Problem 1: In the note on calculating the cost matrix, which function implements the described algorithm?
Problem 2: Carry on writing the note on calculating the cost matrix, starting after its final sentence.
Excerpt Start Marker
%\VignetteIndexEntry{Supplement. Calculation of the cost matrix}
%\VignetteDepends{tilingArray}
%\VignetteKeywords{Expression Analysis}
%\VignettePackage{tilingArray}

\documentclass[11pt]{article}

\newcommand{\Robject}[1]{\texttt{#1}}
\newcommand{\Rpackage}[1]{\textit{#1}}
\newcommand{\Rfunction}[1]{\textit{#1}}
\newcommand{\Rclass}[1]{\textit{#1}}

\begin{document}

%------------------------------------------------------------
\title{Calculation of the cost matrix}
%------------------------------------------------------------
\author{Wolfgang Huber}
\maketitle

\section{Problem statement and definitions}
Let $y_{nj}$ be the data value at position (genomic coordinate)
$n=1,\ldots,N$ for replicate array $j=1,\ldots,J$. Hence we have $J$
arrays and sequences of length $N$.  The goal of this note is to
describe an $O(NJ)$ algorithm to calculate the cost matrix of a
piecewise linear model for the segmentation of the $(1,\ldots,N)$ axis.
It is implemented in the function \textit{costMatrix} in the package
\textit{tilingArray}. The cost matrix is the input for a dynamic
programming algorithm that finds the optimal (least squares)
segmentation.
Excerpt End Marker
Entries supplied Start Marker
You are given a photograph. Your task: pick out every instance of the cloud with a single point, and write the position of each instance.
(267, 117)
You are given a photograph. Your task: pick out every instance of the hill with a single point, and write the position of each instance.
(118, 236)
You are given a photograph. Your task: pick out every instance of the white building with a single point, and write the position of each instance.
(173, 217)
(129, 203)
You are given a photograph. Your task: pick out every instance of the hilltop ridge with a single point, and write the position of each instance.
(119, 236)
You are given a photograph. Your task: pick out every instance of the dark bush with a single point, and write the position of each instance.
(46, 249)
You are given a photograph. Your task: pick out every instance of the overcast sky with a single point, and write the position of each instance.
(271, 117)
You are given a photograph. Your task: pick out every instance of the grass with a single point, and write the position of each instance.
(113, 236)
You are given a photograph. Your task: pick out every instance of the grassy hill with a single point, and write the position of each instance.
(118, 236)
Entries supplied End Marker
Entries supplied Start Marker
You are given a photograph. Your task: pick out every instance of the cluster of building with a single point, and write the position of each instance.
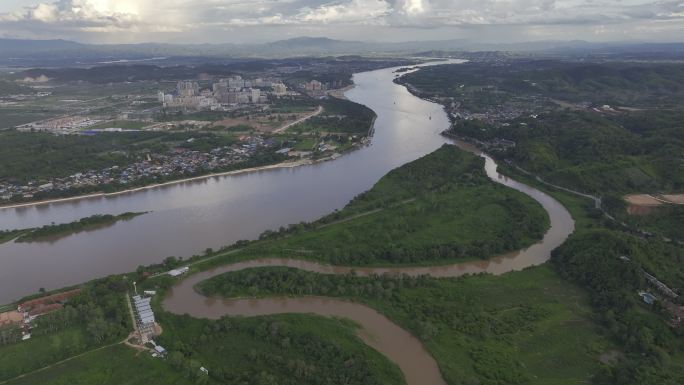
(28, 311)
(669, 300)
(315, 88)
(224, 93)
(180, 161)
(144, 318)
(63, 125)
Entries supplied End Marker
Written reply 1: The function costMatrix in the tilingArray package.

Written reply 2:
The cost matrix $G_{km}$ is the sum of squared residuals for a segment
from $m$ to $m+k-1$ (i.\,e.\ including $m+k-1$ but excluding $m+k$),
\begin{equation}\label{eq:costFun}
G_{km} := \sum_{j=1}^J \sum_{n=m}^{m+k-1} 
\left(y_{nj} - \hat{\mu}_{km} \right)^2
\end{equation}
where $1\le m \le m+k-1\le N$ and $\hat{\mu}_{km}$ is the mean of that segment,
\begin{equation}\label{eq:defmu}
\hat{\mu}_{km} = \frac{1}{Jk} \sum_{j=1}^J \sum_{n=m}^{m+k-1} y_{nj}.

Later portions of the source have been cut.